— Text excerpt —

◇ ◇ ◇ ◇ ◇ ◇ ◇

Thymectomy for non-thymomatous MuSK antibody associated MG

In contrast to AchR antibody-associated MG, thymic pathology is relatively rare [63, 97, 99, 197] in patients with MuSK antibody-associated MG. Accordingly, one study [42] could not prove any effect of thymectomy in 15 MuSK antibody-positive patients, whilst MuSK antibodies predicted a poor outcome of thymectomy in another study [129]. Hence, available evidence suggests that in general thymectomy should not be recommended in MuSK antibody-associated MG. However, as few MuSK antibody-positive patients have been reported to apparently improve following thymectomy it may be considered in single cases with otherwise poor disease control [42, 143].

◇ ◇ ◇ ◇ ◇ ◇ ◇

— Source material —
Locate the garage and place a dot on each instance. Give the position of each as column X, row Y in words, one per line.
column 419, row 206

◇ ◇ ◇ ◇ ◇ ◇ ◇

— Instructions —
A. From the thymectomy text, list every distinct reference number cited in square brackets, giving each one only once.
B. According to the thymectomy text, how many MuSK antibody-positive patients were in the study that could not prove any effect of thymectomy?
C. Duplicate a passage of the thymectomy text word for word. Begin at the words "In contrast to" and stop after "control [42, 143].".
You won't need the listing for any of this.

— Responses per task —
A. 63, 97, 99, 197, 42, 129, 143

B. 15 patients.

C.
In contrast to AchR antibody-associated MG, thymic pathology is relatively rare [63, 97, 99, 197] in patients with MuSK antibody-associated MG. Accordingly, one study [42] could not prove any effect of thymectomy in 15 MuSK antibody-positive patients, whilst MuSK antibodies predicted a poor outcome of thymectomy in another study [129]. Hence, available evidence suggests that in general thymectomy should not be recommended in MuSK antibody-associated MG. However, as few MuSK antibody-positive patients have been reported to apparently improve following thymectomy it may be considered in single cases with otherwise poor disease control [42, 143].